▶ Problems
[A] Quote every sentence in the overclocking thread that ends with a question mark.
[B] Pick up the overclocking thread after its final sentence and keep writing it.

▶ Extract

● ● ● ●

I would add that most overclocking is for hours of fun- some hair pulling and bragging rights. The real change in computing speed is generational and the best overclocker in the world cant make a 486 in a warehouse sized case faster than my laptop----even with liquid nitrogen......


cheers,

Bill

SlasherIT

Hi,

I will think about it before thinking of getting the AMD Phenom II X4 955 Black Edition Deneb 3.2GHz (thanks for info on multiplier bill). I have heard that there are some disabled cores on this processor, is that true or not? You really suggest I change my cooler? Is it not good enough?

Slasher

bill1821

disabled cores- maybe, not sure- if they proved to cause problems or probably to much heat- havent been reading many tech articles for quite awhile- the 'unlocked' is for more mulitpliers which you could use for overclocking not additional cores.

● ● ● ●

▶ Lines of data
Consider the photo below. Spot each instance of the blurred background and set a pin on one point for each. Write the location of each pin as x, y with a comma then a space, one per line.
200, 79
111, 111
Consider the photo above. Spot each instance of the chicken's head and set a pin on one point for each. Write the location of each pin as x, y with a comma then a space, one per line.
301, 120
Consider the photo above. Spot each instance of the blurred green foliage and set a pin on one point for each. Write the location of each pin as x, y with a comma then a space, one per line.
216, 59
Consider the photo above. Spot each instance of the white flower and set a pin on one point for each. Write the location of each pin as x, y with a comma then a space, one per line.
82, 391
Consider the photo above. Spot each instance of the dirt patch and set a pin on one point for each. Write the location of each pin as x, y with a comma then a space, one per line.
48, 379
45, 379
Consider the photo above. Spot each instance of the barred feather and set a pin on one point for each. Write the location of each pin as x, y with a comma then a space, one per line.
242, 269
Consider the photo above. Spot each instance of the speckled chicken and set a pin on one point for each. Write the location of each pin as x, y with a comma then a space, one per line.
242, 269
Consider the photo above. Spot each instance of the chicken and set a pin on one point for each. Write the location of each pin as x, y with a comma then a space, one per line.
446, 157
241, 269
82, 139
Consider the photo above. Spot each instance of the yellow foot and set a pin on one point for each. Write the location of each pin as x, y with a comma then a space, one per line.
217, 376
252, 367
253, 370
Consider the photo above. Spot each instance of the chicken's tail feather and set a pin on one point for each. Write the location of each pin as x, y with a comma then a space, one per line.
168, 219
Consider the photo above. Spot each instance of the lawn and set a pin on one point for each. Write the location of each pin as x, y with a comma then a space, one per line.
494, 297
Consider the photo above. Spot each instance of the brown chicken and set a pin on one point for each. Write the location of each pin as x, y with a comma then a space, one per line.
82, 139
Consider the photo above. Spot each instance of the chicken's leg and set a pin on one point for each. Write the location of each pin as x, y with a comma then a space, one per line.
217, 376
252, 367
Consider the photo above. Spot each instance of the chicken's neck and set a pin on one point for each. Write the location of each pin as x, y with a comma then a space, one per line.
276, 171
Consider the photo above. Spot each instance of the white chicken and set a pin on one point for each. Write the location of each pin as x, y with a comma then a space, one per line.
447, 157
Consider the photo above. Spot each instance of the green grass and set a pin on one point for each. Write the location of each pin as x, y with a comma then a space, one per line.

● ● ● ●

▶ Answer list
[A]
- I have heard that there are some disabled cores on this processor, is that true or not?
- You really suggest I change my cooler?
- Is it not good enough?

[B]
The cooler you selected is a good unit but if you want a decent overclock then you want a great unit. Pesky heat thing-

It comes down to how interested in overclocking you are.

tough choices huh!!! :-)

Bill

SlasherIT

Lolz kind of. Suppose I wanna overclock the CPU to 3.8 GHz from 3.2 GHz, would my cooler be fine?



SlasherIT

Would this cooler fan be better? Will it fit in my case and motherboard?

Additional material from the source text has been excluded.